Tasks to complete ::
A - In the thread about the aws-sdk Timeout::Error, list every option name written with a leading colon, giving each one once.
B - Write the next part of the thread about the aws-sdk Timeout::Error, picking up right after its final sentence.

I tried to reproduce your error in the following two ways(running ruby-1.9.3-p448 on an ec2 micro):

Running "ruby deployment_workflow.rb" and then starting a single workflow_starter and activity worker in the background, and then waiting more than 15 minutes.

Running "ruby deployment_workflow.rb" and then running an activity worker and enough workflow_starters in the background to keep the worker saturated.

In both cases, I was unable to get the Timeout::Error you encountered.

From your stack trace, the error originates from "http start" in the aws-sdk. Looking at ruby/1.9.1/net/http.rb:763, it appears that the open_timeout is firing. By default, this timeout is set to 15 seconds by default in the aws-sdk.

The http_open_timeout fires "If the HTTP object cannot open a connection in [15] seconds".

Here are the options we have considered:

Our system has maxed out its socket connections on our servers, or is in some other way preventing your machine from opening connections to us. We are currently investigating this, but based on lack of other customers reporting impact, this appears less likely.
Your machine has exhausted its sockets. One supporting piece of evidence is that it works better at night - when, presumably, less sockets are being used.

You can check how many TCP sockets you have open with:

netstat -at | wc -l

One quick mitigation you can try while researching why you are getting this error, if your application allows, is to increase your http_open_timeout. You can do so as follows:

AWS.config(:http_open_timeout => $APPROPRIATE_VALUE_HIGHER_THAN_15}

Though this is at best a temporary fix - we need to find out why the timeout is getting exceeded.

I'd recommend setting :http_wire_trace to true in order to further drill down further

AWS.config(:http_wire_trace => true)

You can set :logger if you wish the output to go somewhere other than stdout.

BiggerNoise commented 11 years ago

We are seeing anything from 500-750 for the socket count (polling all the macs in the dev group). Nobody is having any difficultly doing any other activity that requires opening sockets.

I'm also not sure why you think that a machine would use fewer sockets at night. That seems reasonable for a server, but our development laptops pretty much stay in the same state regardless of the time of day.

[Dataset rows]
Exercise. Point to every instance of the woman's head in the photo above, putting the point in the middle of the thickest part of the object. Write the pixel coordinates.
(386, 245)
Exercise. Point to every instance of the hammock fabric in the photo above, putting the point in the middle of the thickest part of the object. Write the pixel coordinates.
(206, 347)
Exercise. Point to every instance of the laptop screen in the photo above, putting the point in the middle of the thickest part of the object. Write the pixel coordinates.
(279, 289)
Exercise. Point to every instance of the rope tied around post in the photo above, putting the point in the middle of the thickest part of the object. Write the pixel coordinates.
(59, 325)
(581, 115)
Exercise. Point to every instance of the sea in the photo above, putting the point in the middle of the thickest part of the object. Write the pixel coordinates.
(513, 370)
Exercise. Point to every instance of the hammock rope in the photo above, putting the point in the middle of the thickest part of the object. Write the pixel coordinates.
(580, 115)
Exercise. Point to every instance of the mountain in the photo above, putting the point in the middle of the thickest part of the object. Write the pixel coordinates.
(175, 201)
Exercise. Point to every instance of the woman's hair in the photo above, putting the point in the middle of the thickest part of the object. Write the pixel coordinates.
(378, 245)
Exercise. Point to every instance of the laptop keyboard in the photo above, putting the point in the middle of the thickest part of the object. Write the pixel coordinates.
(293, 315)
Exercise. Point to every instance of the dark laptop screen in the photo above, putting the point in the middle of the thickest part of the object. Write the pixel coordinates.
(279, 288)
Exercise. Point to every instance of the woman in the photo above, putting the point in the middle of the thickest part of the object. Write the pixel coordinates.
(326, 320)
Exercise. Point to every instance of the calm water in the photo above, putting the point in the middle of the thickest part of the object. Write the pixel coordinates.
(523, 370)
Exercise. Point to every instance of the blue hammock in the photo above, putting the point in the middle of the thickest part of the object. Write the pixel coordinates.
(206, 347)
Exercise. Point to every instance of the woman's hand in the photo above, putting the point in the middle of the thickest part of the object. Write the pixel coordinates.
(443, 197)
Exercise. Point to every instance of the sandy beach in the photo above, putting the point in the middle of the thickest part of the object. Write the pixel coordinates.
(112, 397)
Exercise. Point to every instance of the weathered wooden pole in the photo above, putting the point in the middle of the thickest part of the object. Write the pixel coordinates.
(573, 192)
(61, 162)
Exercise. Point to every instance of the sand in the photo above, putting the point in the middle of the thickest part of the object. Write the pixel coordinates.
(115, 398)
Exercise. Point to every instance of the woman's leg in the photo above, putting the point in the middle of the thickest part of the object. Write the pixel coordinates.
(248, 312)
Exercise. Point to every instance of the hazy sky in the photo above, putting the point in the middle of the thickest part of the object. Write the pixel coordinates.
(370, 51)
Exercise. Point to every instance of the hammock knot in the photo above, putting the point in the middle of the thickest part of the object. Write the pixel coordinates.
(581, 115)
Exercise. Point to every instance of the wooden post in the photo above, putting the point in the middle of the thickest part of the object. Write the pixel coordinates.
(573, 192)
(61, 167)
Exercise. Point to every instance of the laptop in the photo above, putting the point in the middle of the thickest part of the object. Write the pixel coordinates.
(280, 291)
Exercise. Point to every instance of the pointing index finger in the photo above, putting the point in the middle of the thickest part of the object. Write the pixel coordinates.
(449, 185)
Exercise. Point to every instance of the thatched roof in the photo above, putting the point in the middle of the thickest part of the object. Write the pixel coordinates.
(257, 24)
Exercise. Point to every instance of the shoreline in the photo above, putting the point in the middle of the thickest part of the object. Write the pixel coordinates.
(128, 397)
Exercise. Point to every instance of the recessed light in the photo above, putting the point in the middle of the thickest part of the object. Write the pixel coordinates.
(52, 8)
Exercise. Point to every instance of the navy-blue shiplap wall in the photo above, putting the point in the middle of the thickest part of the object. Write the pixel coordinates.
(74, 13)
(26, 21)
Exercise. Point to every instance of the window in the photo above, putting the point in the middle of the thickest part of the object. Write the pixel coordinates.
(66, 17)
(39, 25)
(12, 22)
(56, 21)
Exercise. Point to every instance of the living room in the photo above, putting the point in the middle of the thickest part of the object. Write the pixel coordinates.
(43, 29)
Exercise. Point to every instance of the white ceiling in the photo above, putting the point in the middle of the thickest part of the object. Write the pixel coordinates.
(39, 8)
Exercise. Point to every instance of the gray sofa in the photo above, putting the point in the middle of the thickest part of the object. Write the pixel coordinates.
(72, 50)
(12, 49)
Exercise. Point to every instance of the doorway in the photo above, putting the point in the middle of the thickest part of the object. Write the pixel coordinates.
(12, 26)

Answers provided ::
A -
:http_open_timeout
:http_wire_trace
:logger

B -
One thing I am curious about. I added the wire trace to the sample and started that up. It has not crashed. Curious, I started our ingress job which now seems to be running. Did you guys make a change on your server side?

BiggerNoise commented 11 years ago

I did want to follow up again. I have been hammering at this thing all day and have not had a single timeout related issue.

I'd definitely feel better about this if you told me that Amazon had made some tweak that might have affected SWF communications.

mjsteger commented 11 years ago

We are not aware of any changes on our end that would have affected SWF communications. We also double-checked, and there were no ongoing issues with the service in the last few days. One thought that comes to mind is that you have changed a variable by enabling logging - will removing the logging cause the sample to crash again?(it would admittedly be a very troubling bug, but I'm at a bit of a loss to otherwise explain why everything is now working when it was not yesterday).

I'm not sure how we can help you further without a reproduction case. If you run into this again, feel free to re-open with a reproduction. Otherwise, I think it makes sense to resolve for now.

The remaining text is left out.